### What is expected
Quote word for word the part of the entries below that opens with the line containing "Could you kindly pick out the dandelion" and runs to the end of the entries, omitting the picture.

========

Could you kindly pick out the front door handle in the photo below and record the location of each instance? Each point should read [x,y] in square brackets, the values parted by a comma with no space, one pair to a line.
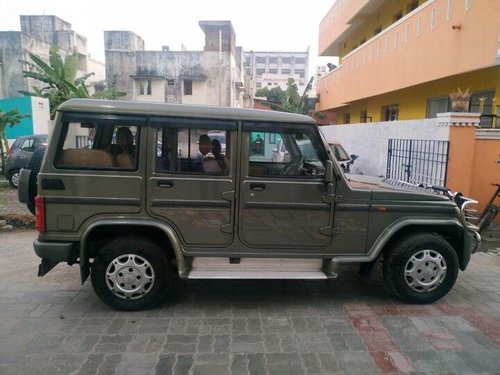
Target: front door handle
[165,184]
[258,187]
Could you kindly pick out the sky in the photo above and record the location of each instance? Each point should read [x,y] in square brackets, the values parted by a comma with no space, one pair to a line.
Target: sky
[260,25]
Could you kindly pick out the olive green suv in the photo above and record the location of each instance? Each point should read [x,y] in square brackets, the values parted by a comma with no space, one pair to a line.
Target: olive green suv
[136,193]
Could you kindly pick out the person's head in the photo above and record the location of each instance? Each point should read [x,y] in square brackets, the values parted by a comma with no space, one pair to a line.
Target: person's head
[216,147]
[124,137]
[204,144]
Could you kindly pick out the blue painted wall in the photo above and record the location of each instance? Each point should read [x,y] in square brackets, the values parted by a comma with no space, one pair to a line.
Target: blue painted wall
[24,105]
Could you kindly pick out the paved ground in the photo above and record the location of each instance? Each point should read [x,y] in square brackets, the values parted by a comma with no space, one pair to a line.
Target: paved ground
[53,325]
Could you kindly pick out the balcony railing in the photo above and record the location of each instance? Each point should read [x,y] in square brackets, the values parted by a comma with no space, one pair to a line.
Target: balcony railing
[434,41]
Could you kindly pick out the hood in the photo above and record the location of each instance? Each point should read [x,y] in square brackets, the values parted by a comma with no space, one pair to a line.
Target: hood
[383,189]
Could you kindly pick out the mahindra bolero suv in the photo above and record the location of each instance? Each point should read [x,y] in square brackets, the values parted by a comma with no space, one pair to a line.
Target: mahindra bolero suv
[136,193]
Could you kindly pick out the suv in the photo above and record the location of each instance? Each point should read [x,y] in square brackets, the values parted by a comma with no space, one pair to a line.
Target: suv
[133,214]
[20,154]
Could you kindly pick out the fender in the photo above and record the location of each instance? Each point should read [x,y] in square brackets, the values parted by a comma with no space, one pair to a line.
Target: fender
[389,232]
[166,229]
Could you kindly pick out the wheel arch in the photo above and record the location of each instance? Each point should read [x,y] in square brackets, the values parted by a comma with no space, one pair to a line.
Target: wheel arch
[101,231]
[450,230]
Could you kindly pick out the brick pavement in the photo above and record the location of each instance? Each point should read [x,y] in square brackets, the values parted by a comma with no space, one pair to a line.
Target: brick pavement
[54,325]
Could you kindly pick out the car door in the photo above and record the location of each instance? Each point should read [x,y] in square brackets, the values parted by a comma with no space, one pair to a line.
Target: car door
[284,205]
[191,182]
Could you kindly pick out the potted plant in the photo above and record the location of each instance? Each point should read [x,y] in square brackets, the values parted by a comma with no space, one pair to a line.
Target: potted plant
[460,100]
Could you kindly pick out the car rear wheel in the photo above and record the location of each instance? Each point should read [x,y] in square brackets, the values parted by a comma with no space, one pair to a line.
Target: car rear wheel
[131,273]
[421,268]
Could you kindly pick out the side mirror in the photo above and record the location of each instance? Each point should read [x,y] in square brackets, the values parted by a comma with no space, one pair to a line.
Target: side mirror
[329,171]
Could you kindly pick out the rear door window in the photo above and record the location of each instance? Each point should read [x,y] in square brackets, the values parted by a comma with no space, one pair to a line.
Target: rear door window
[93,142]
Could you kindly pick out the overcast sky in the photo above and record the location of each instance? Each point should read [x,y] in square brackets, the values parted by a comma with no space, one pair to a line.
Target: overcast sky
[260,25]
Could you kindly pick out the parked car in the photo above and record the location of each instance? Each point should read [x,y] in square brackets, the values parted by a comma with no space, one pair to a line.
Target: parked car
[134,219]
[20,154]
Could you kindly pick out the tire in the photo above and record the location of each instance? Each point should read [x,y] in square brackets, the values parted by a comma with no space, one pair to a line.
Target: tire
[14,178]
[424,255]
[34,165]
[131,273]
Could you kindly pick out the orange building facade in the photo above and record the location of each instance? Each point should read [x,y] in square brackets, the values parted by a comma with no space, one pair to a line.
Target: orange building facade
[399,59]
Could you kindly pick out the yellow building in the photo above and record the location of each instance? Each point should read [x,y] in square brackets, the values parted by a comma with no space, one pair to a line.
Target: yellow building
[399,59]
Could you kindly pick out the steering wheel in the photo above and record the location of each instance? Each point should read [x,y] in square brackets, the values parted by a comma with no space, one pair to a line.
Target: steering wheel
[293,167]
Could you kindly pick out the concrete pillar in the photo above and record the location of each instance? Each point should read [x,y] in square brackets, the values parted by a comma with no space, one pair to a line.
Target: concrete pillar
[462,144]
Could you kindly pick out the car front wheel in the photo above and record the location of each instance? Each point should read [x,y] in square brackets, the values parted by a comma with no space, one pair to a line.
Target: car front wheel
[421,268]
[131,273]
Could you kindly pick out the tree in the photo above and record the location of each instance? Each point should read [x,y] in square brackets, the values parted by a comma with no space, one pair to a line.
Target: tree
[293,102]
[10,119]
[59,76]
[276,94]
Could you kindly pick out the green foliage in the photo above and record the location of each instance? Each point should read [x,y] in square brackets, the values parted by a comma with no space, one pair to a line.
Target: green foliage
[59,77]
[10,119]
[292,101]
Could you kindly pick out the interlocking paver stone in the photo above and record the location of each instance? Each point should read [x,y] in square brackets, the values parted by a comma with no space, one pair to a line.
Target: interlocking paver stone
[345,326]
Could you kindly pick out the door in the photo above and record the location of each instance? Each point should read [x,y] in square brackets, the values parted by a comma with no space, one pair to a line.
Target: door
[191,183]
[284,201]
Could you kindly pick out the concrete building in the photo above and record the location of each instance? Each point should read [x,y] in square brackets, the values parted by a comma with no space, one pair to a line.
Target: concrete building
[212,76]
[400,59]
[271,69]
[37,35]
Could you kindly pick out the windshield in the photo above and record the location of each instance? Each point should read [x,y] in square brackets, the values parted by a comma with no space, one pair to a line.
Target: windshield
[339,152]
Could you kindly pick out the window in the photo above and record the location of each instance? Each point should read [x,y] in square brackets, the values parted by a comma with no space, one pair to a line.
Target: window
[412,5]
[99,143]
[188,87]
[390,112]
[363,115]
[397,16]
[193,146]
[292,151]
[433,18]
[437,105]
[300,72]
[485,108]
[145,87]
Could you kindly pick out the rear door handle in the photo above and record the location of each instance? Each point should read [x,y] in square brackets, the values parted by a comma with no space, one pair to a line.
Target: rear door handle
[258,187]
[165,184]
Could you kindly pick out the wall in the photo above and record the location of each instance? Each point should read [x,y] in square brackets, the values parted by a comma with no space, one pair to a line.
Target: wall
[370,141]
[405,55]
[413,101]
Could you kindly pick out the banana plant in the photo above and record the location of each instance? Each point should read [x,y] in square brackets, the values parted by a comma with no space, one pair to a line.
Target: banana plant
[294,102]
[58,79]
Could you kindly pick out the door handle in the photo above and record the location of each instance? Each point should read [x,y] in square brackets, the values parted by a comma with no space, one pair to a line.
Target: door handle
[165,184]
[258,187]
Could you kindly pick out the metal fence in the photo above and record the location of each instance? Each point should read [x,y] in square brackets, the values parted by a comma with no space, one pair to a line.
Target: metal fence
[418,161]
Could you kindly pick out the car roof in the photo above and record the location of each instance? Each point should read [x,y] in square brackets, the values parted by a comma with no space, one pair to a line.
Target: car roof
[184,110]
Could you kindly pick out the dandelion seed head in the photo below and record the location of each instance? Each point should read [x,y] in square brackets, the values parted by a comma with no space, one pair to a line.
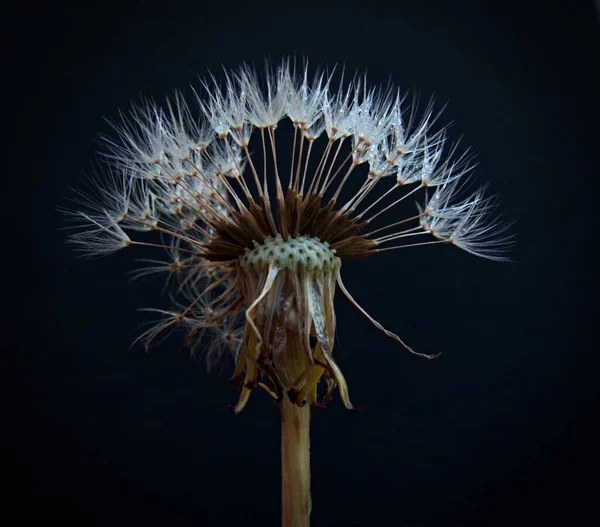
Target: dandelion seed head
[255,244]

========

### Completed task
Could you kindly pick out the dandelion seed head in the photo below and record the location of each instance? Each point should read [x,y] in square brackets, the values parted by a comma with no space, one pair to a line.
Target: dandelion seed head
[255,244]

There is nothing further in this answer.